» **HOW TO COMPLETE THIS TASK**
Beginning at the line with "Detection benchmark curation — identify each large", output each line to the end of the listing below exactly, please.

» **EXTRACTED INFORMATION**
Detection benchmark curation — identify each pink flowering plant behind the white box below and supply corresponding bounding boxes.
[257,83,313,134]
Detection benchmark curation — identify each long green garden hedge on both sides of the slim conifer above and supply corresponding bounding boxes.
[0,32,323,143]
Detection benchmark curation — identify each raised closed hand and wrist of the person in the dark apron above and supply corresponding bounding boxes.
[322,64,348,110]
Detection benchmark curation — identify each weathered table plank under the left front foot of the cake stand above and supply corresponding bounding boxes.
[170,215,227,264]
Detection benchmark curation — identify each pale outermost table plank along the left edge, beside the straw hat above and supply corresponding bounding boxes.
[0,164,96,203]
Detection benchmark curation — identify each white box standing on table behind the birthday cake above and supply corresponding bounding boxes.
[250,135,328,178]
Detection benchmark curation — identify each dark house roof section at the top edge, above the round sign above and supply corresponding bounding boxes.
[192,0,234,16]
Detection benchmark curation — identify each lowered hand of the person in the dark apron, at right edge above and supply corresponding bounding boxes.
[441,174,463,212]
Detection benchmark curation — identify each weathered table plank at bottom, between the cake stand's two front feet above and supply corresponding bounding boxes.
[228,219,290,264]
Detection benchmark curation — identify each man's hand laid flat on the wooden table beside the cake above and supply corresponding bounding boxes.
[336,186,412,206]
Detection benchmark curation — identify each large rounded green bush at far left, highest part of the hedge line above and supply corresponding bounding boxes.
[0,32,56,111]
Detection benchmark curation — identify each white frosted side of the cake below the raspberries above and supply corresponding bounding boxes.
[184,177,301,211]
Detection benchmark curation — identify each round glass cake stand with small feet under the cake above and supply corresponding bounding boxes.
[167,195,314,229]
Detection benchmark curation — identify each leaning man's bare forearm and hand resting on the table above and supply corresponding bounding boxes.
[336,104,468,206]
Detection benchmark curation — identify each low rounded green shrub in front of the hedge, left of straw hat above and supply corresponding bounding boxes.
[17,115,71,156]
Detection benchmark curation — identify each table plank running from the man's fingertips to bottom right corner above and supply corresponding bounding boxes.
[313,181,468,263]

» **EXPECTED OUTPUT**
Detection benchmark curation — identify each large rounded green bush at far left, highest part of the hedge line above and supply corresponding bounding boxes.
[0,32,56,111]
Detection benchmark curation — identify each white frosted side of the cake below the raspberries above and supply corresponding bounding boxes.
[184,177,301,211]
Detection benchmark curation — identify each round glass cake stand with small feet under the cake above and supply corresponding bounding boxes.
[167,195,314,229]
Detection benchmark curation — identify each leaning man's bare forearm and hand resting on the table above and supply corresponding bounding boxes.
[336,104,468,206]
Detection benchmark curation — identify each low rounded green shrub in front of the hedge, left of straw hat above and supply corresponding bounding boxes.
[17,115,71,156]
Detection benchmark curation — identify each table plank running from the man's fingertips to bottom right corner above and supply corresponding bounding boxes.
[313,181,468,263]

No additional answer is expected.